● Travail à faire
(A) Selon le texte sur le numérique au Ghana, à quelle entreprise la Banque du Ghana a-t-elle délivré en 2020 la première licence bancaire d'émission de monnaie électronique ?
(B) Prolongez le texte sur le numérique au Ghana à partir de sa dernière phrase.

● Extrait choisi
* * *

Avec son écosystème favorable, le secteur numérique du ghanéen connait une forte croissance depuis près de 10 ans. De nombreuses entreprises, ghanéennes comme étrangères, s’installent ou se créent à Accra, à l’image de Google qui y dispose d’un centre de recherche en intelligence artificielle. Le Ghana dispose d’infrastructures développées dans le secteur des télécommunications et d’universités tournées vers le numérique.

1 – Porté par des entreprises étrangères et ghanéennes, le numérique est en pleine croissance.

Avec son écosystème favorable, le secteur numérique est en forte croissance au Ghana depuis 2010. La contribution du secteur numérique à la croissance économique est difficile à évaluer car les services proposés, parfois à titre gratuit, sont nouveaux et leur valeur ajoutée reste difficile à mesurer en comparaison de services ou de produits déjà existants. Ce phénomène rend la croissance très variable selon les années. En 2019, le PIB du secteur numérique connait la plus forte croissance au Ghana, à 46,5% alors qu’elle n‘était que de 4,2% en 2017[1]. Entre 2012 et 2017, la croissance moyenne du secteur était de 23,8%. Sa participation au PIB ghanéen passe de 1,6% en 2013 à 3,0% en 2019. Ce dynamisme s’explique d’abord par la démocratisation des téléphones mobiles et de l’accès à internet.  80% de la population ghanéenne est pourvue d’un téléphone et 35% des ghanéens possèdent un smartphone contre 15% en 2013. On compte 40,1 M d’abonnements téléphoniques au Ghana, dont 26,7 M permettent d’accéder à internet, pour une population de 30,4 M d’habitants.

De nombreuses entreprises du numérique, ghanéennes comme étrangères, s’installent ou se créent à Accra. Avec sa stabilité politique et son environnement anglophone, le Ghana est un point d’entrée idéal pour les entreprises étrangères qui souhaitent développer leur activité en Afrique de l’Ouest On voit ainsi de grandes entreprises s’installer à Accra, à l’image de Google qui y a installé l’un de ses laboratoires de recherche en intelligence artificielle. Des entreprises ghanéennes sont présentes de longue date comme Hubtel, Rancard et Dreamoval. La Banque du Ghana a délivré en 2020 la première licence bancaire d'émission de monnaie électronique au Ghana à la Fintech ghanéenne Zeepay. Des start-ups ghanéennes ont une activité à l’étranger malgré leur jeune âge. Ainsi, MeQasa, une plateforme dédiée à l’immobilier, a levé 500 000 USD de fonds auprès de Frontier Digital Ventures, une société malaisienne de capital-risque, en 2018. ExpressPay, qui offre un service de transferts de fonds, a levé 200 000 USD grâce au Remittance Grant Facility, fonds de coopération entre la Suisse et le Ghana.

Bien qu’il n’existe pas d’indicateur de suivi des levées de fonds, la Banque mondiale indique que 266 M USD de financements ont été obtenus par des start-ups ghanéennes au cours de 15 opérations en 2016 et 2017, contre 63 M USD au cours des deux années précédentes.

Les règles de contenu local restreignent toutefois l’arrivée de petites structures étrangères. L’entreprise française Keyops, startup filiale du groupe La Poste, qui propose une solution numérique permettant d’assurer la livraison de colis grâce aux bus et aux minibus, a dû créer une filiale à Abidjan pour se positionner sur le marché ghanéen.

* * *

● Données
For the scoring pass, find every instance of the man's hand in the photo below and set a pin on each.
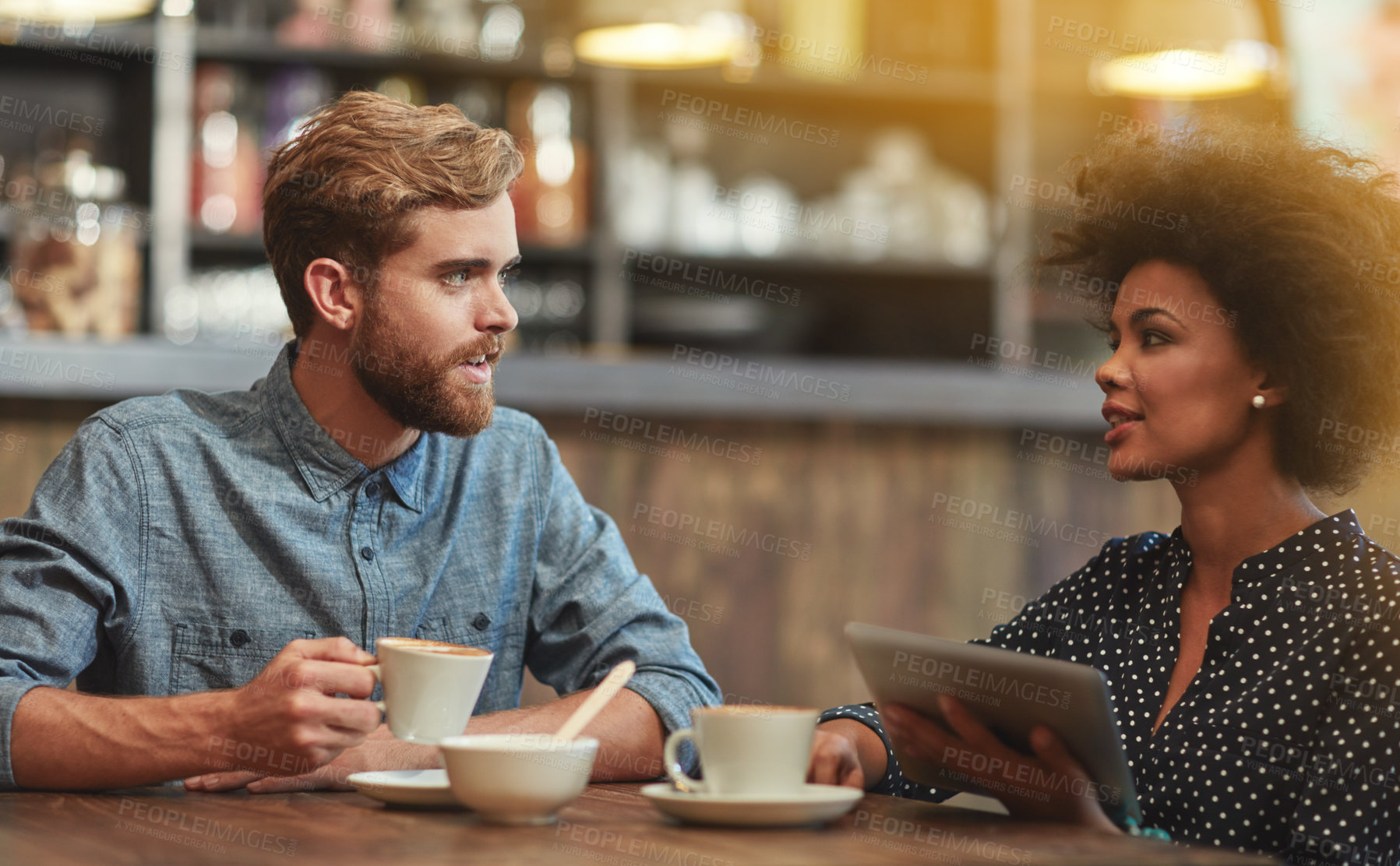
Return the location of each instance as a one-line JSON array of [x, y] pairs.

* * *

● Corrigé des exercices
(A) À la Fintech ghanéenne Zeepay.

(B)
Heureusement, le réseau d’incubateurs présent au Ghana bénéficie à la création d’entreprises. On dénombre 24 centres d’entreprenariat au Ghana, dont 16 incubateurs de starts-up et des espaces collaboratifs pour les entrepreneurs installés à Accra. Ces structures  peuvent être publiques ou privées. Deux incubateurs structurent l’écosystème accréen. Le Meltwater Entrepreneurial School of Technology (MEST) Accra intègre chaque année une dizaine d’entreprises africaines qui bénéficient alors d’un accompagnement technique et managérial, voire financier, pour renforcer leur potentiel de développement.  Ses occupants bénéficient de la présence continentale de l’institution, à Lagos, Nairobi et Cape Town. L’incubateur Impact Hub, avec une dimension plus collaborative, a bénéficié des visites du président de la République Emmanuel Macron[2], de la chancelière Angela Merkel et du premier ministre néerlandais Mark Rutte. Ce développement en cluster permettrait ainsi une diminution des coûts fixes supportés par les start-ups et des coûts de transaction pour les autres parties prenantes de l’écosystème.

 

2 – Malgré de bonnes infrastructures, la recherche de financements contraint l’innovation.

Le Ghana dispose d’infrastructures dans le secteur des télécommunications et d’universités orientées vers la recherche. Sa connexion à un réseau dense de câble sous-marin permet au Ghana d’avoir la 9ème connexion internet la plus rapide d’Afrique en 2014, avec une moyenne de 3,2 Mb par seconde. Le Ghana se situe derrière l’Ouganda et le Cap-Vert et devant la Zambie alors que la moyenne en Afrique est de 2,3 Mb par seconde. Cette infrastructure va être encore renforcée avec la pose d’un nouveau câble par Alcatel Submarine networks (ASN) entre le Portugal et l’Afrique du Sud qui desservira le Ghana et le Togo.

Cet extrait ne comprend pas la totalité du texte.